Text shown:
— BEGIN —

Dancepunkers !!! have gone quite far on a clever band name, and one of the best song titles in recent memory. “Me and Giuliani Down By the School Yard (A True Story)” gave the indie rock world a song they could dance to while maintaining a smirk. The breakout single simultaneously mocked coolness while re-establishing the need for skills on the dancefloor. !!!‘s self-titled album kept the beat up for the full-length. Each track was heavy on groove, light on lyrical content, and necessarily high in any hipster’s playlist. The follow-up, Louden Up Now maintains the band’s feel for groove, but it reveals the group is dancing in place.
The centerpiece of the album, of course, is “Me and Giuliani”. This song deserves the attention it’s gotten—the lyrics are fun and you will dance to it. The politics are more clever than cutting, but don’t worry about it—this song is for bootyshaking [actual exclamation mark here]. If you can resist the nine minutes of punky funk, you can resist the closing line reference to Kevin Bacon’s masterpiece: “Everybody cut footloose.” On this track !!! sounds hip, fun, and musical, with just a touch of social consciousness thrown in. Unfortunately, the group doesn’t hold it together throughout the course of Louden Up Now.
The disc opens promisingly. “When the Going Gets Tough, the Tough Get Karazzee” has the necessary beat, attitude, and orthography to be a party hit. It’s got what we expect from !!!, strong bass and drum parts, and well used guitars. The philosophy’s simple—dance and be happy—and sets the tone for the revelry that this group wants to bring. As long as that’s the tone, !!! is fine, but the group starts to stumble on its next track. “Pardon My Freedom” wears the guise of a free-speech protest song, but it actually functions as a puerile joke along the lines of, “Oops, did I say @$%&?” Using swearing to prove a point about what it’s okay to says last sounded good when George Carlin got on a roll. I’d take the music in a club any day, but !!! could drop the silly vocal line.

— END —

What to work on: Can you carry the review of Louden Up Now forward from its last sentence? The items after this play no part in what you're asked to do.

Data extract:
— BEGIN —

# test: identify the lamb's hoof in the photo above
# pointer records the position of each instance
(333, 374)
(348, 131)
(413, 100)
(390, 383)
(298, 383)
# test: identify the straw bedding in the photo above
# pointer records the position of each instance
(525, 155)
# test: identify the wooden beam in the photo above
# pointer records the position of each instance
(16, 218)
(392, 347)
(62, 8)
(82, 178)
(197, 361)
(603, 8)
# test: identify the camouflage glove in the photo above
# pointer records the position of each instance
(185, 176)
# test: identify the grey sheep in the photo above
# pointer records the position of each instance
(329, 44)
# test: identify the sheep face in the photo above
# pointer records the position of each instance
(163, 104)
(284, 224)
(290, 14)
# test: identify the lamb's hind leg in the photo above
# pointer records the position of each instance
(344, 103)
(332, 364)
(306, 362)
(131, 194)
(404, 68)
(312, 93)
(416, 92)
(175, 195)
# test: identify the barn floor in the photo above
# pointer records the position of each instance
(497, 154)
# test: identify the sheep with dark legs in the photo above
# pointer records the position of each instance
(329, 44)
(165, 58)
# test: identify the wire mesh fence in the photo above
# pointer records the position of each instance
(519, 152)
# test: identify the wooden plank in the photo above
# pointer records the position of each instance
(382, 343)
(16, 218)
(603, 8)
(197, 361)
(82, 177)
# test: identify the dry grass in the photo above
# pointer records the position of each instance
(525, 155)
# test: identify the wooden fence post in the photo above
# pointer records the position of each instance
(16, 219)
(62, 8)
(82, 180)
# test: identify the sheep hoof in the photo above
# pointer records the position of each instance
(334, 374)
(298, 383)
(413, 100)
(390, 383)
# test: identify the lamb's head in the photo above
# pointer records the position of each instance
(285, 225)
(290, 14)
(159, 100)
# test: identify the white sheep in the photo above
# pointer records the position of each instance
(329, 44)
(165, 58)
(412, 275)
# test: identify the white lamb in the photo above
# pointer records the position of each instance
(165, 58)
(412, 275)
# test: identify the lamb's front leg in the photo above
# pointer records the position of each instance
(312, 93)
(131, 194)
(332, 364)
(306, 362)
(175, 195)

— END —

Response to this task:
The offense fetish continues throughout the album, with three versions of the trilingual-poop-synonym-song: “Shit Scheisse Merde” (parts one and two, plus an instrumental version of part one make up over one-fourth of the CD’s running time). The first version of this song has little going for it musically or lyrically. The drumming’s only steady here, and while the bass line is catchy, it’s not enough of a hook to keep audience interest for the full-length of the song. When !!! refers to George Bush and Tony Blair on this track, it sounds nonsensical. The famous Giuliani allusion (to the former New York City mayor) sounds playful in an inspired song, but this political moment comes off as posturing. !!! should know by now that people want to dance, not pose [another exclamation mark here]. Part Two of the song carries on the joke from “Pardon My Freedom”, but the synth and bass are more interesting here. If you can ignore the mumbled lyrics, then you’ll probably be okay. The edition of the song is the oddest; it’s hard to understand why the group would provide a remixed instrumental version of a song with a dull backing track.
The album’s not fully flawed, however. “Theme from Space Island” sounds a bit like a musical joke, with its bouncy piano and tom-heavy drumming, but it follows “Me and Giuliani” nicely by adding a new sound to Louden Up Now without losing the party vibe they’ve built up. “Dear Can” has a nice guitar part and a creative synth line that carries the song. “Hello? Is This Thing On?” has sharp lyrics and a good hook. The drums ride the cymbals and keep the beat light and quick. The production on this track makes it stand out as an example of how good !!! can sound. That’s part of the problem, though, with Louden Up Now: it’s frustrating to listen to a band that can sound so good at times throw away such ridiculous music. While the album certainly has cuts worth hearing, it’s just not a satisfying listen.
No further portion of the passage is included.